* [WORK TASK] Reproduce the first line of the material below and each line after it, exactly, through the line containing "tag the parked", and give nothing more.

* [DATA FOR THIS EXERCISE]
========================================================================

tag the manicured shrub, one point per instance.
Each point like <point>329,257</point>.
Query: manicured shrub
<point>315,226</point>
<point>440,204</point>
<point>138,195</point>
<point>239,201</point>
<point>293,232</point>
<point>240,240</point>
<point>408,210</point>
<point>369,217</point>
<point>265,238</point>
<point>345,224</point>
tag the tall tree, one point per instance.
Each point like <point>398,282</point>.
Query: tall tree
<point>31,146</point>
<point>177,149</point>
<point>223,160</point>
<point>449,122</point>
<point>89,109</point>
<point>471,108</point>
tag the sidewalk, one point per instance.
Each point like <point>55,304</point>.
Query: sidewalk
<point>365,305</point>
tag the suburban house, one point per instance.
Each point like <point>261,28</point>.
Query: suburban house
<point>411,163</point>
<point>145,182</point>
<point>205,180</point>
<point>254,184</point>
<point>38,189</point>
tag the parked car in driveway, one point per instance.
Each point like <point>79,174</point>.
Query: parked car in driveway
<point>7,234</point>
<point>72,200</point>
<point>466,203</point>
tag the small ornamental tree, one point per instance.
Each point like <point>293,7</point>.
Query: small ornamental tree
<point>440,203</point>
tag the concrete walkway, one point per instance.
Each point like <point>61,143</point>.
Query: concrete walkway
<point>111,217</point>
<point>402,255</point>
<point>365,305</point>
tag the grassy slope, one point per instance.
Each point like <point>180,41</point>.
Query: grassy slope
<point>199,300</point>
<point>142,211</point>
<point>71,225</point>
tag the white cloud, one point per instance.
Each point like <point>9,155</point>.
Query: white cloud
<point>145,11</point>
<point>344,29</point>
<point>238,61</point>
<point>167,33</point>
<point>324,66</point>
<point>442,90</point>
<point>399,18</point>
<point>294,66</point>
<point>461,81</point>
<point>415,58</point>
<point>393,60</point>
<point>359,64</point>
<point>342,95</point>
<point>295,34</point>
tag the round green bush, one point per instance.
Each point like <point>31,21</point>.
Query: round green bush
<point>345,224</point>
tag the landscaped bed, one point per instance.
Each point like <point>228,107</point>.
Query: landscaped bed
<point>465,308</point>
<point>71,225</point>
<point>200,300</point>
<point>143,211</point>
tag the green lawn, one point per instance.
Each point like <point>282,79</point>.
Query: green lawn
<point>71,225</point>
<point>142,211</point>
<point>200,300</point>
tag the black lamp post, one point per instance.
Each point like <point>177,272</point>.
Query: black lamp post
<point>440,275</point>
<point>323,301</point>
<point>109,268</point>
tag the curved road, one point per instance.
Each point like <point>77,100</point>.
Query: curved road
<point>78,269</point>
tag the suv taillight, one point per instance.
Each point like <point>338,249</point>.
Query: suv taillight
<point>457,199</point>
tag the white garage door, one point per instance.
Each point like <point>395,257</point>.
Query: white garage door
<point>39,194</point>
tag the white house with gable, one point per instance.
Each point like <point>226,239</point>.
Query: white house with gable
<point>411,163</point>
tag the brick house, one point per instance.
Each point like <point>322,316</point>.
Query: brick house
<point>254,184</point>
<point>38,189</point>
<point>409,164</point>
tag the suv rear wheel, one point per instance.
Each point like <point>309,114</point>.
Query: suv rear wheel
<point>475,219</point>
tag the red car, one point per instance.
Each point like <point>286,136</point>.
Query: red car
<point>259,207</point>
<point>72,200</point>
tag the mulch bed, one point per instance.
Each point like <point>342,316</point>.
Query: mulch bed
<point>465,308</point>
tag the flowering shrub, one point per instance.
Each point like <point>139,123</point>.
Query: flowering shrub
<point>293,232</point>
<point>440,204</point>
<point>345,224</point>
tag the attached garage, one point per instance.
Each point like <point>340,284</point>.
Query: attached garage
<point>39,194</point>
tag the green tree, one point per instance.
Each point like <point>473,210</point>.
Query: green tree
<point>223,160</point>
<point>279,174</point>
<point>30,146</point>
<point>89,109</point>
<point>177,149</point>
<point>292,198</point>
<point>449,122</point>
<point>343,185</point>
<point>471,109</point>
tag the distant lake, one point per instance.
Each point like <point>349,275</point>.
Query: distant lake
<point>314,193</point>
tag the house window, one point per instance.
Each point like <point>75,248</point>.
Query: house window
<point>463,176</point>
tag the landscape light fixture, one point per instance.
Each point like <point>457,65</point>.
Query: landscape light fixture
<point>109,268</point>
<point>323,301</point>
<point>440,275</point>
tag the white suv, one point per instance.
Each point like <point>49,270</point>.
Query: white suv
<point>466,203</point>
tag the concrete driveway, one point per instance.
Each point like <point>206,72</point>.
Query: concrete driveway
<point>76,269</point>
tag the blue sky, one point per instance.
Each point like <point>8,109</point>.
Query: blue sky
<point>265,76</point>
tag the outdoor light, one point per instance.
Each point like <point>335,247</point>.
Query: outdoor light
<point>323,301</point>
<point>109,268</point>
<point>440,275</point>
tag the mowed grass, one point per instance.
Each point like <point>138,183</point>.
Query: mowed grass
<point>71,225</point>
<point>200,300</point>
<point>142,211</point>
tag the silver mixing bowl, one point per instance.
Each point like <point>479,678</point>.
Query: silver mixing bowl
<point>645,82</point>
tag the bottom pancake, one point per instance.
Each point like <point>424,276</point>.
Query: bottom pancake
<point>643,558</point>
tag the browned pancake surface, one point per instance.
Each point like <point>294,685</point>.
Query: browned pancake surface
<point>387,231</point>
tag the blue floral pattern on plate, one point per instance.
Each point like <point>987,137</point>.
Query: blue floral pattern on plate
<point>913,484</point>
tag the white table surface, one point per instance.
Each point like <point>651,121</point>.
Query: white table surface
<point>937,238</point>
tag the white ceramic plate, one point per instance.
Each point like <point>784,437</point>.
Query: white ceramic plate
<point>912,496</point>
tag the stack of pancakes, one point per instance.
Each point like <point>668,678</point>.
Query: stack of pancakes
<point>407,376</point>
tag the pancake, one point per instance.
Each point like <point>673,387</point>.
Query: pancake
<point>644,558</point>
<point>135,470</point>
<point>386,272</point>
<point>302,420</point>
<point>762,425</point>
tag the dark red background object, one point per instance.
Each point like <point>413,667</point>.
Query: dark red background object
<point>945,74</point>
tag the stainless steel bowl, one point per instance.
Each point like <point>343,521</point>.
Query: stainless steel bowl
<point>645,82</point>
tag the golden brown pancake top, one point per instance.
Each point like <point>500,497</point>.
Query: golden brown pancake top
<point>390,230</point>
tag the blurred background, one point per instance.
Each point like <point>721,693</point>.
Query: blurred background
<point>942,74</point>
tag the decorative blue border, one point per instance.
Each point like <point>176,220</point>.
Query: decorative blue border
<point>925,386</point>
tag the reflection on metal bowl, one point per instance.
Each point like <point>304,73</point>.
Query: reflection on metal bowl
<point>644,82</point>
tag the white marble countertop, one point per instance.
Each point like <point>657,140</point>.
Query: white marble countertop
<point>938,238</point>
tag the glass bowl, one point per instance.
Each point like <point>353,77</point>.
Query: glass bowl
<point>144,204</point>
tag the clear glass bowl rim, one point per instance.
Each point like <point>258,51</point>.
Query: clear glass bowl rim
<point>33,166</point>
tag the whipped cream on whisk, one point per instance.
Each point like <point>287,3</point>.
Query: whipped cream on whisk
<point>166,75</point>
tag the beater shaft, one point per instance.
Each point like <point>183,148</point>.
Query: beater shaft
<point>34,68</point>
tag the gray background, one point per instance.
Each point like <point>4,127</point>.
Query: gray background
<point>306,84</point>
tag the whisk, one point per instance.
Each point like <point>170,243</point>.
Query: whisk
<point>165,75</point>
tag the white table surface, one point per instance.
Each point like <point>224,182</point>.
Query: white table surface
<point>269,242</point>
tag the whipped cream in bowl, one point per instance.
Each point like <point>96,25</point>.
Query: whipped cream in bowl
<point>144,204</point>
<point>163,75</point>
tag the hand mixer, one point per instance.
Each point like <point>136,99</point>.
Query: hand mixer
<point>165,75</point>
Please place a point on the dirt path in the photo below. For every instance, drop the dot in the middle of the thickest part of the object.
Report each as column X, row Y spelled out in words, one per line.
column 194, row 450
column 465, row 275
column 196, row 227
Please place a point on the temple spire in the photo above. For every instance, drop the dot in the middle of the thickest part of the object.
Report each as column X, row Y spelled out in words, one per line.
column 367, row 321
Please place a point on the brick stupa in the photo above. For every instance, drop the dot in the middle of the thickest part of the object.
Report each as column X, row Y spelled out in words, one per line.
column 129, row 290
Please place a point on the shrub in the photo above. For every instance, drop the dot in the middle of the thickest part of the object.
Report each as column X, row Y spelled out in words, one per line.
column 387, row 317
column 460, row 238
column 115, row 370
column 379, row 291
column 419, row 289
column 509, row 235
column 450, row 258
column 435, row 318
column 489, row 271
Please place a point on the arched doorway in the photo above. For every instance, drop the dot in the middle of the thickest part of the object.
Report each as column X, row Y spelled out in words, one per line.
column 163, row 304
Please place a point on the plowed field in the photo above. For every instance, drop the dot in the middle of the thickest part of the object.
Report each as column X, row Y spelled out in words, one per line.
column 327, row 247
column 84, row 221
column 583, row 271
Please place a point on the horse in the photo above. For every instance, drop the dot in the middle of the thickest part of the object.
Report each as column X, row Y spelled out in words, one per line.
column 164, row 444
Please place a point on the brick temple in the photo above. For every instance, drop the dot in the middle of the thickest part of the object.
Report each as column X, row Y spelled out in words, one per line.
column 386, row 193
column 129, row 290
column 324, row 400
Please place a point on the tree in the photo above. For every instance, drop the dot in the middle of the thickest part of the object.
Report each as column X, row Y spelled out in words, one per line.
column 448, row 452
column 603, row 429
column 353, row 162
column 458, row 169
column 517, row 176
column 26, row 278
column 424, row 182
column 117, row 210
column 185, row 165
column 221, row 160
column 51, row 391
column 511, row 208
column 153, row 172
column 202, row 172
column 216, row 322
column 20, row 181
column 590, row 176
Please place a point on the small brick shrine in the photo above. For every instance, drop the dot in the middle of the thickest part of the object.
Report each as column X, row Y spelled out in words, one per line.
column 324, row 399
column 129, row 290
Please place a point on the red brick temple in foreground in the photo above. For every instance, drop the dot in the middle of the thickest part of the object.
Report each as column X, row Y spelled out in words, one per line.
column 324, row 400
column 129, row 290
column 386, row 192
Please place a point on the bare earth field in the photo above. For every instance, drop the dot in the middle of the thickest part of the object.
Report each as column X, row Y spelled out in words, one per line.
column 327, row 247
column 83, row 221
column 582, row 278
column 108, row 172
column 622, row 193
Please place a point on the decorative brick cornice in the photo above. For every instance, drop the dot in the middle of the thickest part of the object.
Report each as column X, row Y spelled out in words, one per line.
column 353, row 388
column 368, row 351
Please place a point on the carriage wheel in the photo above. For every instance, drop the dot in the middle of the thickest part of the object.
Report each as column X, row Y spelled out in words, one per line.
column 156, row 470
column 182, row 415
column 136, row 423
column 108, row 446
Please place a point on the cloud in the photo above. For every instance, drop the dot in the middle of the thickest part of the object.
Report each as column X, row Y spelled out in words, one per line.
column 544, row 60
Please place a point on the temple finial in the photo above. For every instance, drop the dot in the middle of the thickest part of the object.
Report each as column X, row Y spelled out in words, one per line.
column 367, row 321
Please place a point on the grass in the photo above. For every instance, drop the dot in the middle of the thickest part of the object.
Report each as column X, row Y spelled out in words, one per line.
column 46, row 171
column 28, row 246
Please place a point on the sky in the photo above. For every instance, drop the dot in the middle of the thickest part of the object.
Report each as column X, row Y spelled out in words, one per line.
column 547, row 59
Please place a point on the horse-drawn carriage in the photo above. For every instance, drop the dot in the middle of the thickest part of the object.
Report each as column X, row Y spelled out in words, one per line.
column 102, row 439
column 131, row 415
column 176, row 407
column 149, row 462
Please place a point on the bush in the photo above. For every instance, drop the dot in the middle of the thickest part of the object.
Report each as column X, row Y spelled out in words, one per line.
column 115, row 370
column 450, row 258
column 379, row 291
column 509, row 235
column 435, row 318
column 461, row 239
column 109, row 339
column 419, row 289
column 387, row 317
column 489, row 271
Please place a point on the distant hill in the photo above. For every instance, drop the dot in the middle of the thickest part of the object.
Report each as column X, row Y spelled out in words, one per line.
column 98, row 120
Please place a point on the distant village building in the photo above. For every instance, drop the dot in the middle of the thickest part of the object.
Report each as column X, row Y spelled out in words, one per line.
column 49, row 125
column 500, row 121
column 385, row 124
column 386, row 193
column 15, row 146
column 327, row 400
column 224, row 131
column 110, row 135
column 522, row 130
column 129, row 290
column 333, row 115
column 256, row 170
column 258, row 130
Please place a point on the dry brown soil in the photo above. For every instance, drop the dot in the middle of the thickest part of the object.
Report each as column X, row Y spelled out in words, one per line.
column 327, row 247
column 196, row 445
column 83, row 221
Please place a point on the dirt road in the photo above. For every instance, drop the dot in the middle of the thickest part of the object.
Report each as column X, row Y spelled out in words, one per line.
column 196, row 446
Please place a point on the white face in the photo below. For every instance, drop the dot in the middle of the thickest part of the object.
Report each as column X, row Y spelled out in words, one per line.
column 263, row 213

========================================================================

* [RESPONSE]
tag the manicured shrub, one point per instance.
Each point like <point>329,257</point>.
Query: manicured shrub
<point>315,226</point>
<point>440,204</point>
<point>138,195</point>
<point>239,201</point>
<point>293,232</point>
<point>240,240</point>
<point>408,210</point>
<point>369,217</point>
<point>265,238</point>
<point>345,224</point>
tag the tall tree, one point per instance.
Each point like <point>398,282</point>.
Query: tall tree
<point>31,146</point>
<point>177,149</point>
<point>223,160</point>
<point>449,122</point>
<point>89,109</point>
<point>471,108</point>
tag the sidewalk, one point per instance.
Each point like <point>55,304</point>.
Query: sidewalk
<point>365,305</point>
tag the suburban house, one point per instance.
Each point like <point>261,28</point>.
Query: suburban house
<point>411,163</point>
<point>145,182</point>
<point>205,180</point>
<point>254,184</point>
<point>38,189</point>
tag the parked car in driveway, one point per instance.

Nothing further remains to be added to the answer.